[Entries from a pointing dataset]

========

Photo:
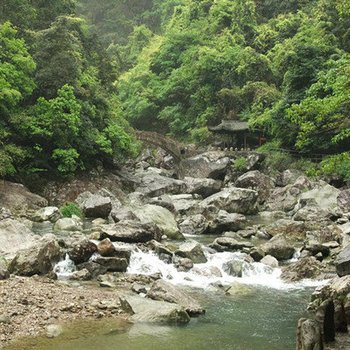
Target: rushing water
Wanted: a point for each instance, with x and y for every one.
(264, 319)
(261, 316)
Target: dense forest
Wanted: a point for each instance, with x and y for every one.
(77, 76)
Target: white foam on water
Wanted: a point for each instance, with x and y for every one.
(64, 268)
(209, 273)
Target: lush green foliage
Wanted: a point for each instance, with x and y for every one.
(74, 73)
(59, 108)
(70, 209)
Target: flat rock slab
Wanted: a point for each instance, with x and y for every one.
(148, 310)
(165, 291)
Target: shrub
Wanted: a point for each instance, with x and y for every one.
(337, 165)
(240, 164)
(70, 209)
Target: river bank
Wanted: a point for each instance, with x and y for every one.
(148, 233)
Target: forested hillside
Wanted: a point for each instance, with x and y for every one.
(74, 74)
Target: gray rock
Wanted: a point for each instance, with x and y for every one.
(289, 228)
(213, 164)
(94, 205)
(14, 236)
(38, 259)
(47, 214)
(123, 214)
(154, 185)
(307, 267)
(94, 268)
(229, 244)
(343, 201)
(82, 251)
(112, 264)
(309, 335)
(342, 262)
(225, 221)
(257, 181)
(164, 291)
(204, 187)
(286, 198)
(194, 225)
(139, 288)
(18, 198)
(159, 248)
(54, 330)
(233, 200)
(148, 310)
(191, 250)
(183, 264)
(81, 275)
(234, 267)
(186, 204)
(269, 261)
(287, 177)
(131, 232)
(68, 224)
(161, 217)
(279, 248)
(5, 319)
(105, 247)
(4, 274)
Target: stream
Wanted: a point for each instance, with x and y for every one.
(261, 314)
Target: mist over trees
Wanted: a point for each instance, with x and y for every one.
(77, 76)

========

▶ [Task to carry out] Copy out every line of the listing above word for word, omitting the pictures.

▶ [Worked answer]
Photo:
Target: rushing water
Wanted: a point for each instance, with x and y for every one.
(264, 319)
(261, 316)
Target: dense forest
Wanted: a point for each instance, with x and y for every one.
(77, 76)
Target: white foam on water
Wanted: a point for each instance, with x and y for every one.
(64, 268)
(209, 273)
Target: lush green foliage
Wanted: a point for each instance, with x and y for every one.
(74, 73)
(59, 108)
(70, 209)
Target: flat rock slab
Wanted: a point for each instance, with x and y for every one.
(148, 310)
(165, 291)
Target: shrub
Wanted: a point for each instance, with x and y for every one.
(337, 165)
(240, 164)
(70, 209)
Target: river bank
Wanted: a point for each instance, with x and y for every one.
(148, 233)
Target: forested hillside
Wanted: a point for each instance, with x and y for every one.
(74, 74)
Target: gray rock
Wanted: a point for each instance, with x and y for every one.
(289, 228)
(213, 164)
(94, 205)
(14, 236)
(38, 259)
(47, 214)
(123, 214)
(154, 185)
(307, 267)
(94, 268)
(229, 244)
(343, 201)
(82, 251)
(112, 264)
(309, 335)
(342, 262)
(225, 221)
(257, 181)
(164, 291)
(204, 187)
(286, 198)
(194, 225)
(139, 288)
(18, 198)
(159, 248)
(54, 330)
(233, 200)
(148, 310)
(191, 250)
(183, 264)
(81, 275)
(234, 267)
(186, 204)
(269, 261)
(287, 177)
(131, 232)
(68, 224)
(161, 217)
(279, 248)
(5, 319)
(105, 247)
(4, 274)
Target: stream
Wanted: a point for each instance, with x and y for every one.
(261, 314)
Target: mist over trees
Wanted: a point for each instance, with x and y for every one.
(77, 76)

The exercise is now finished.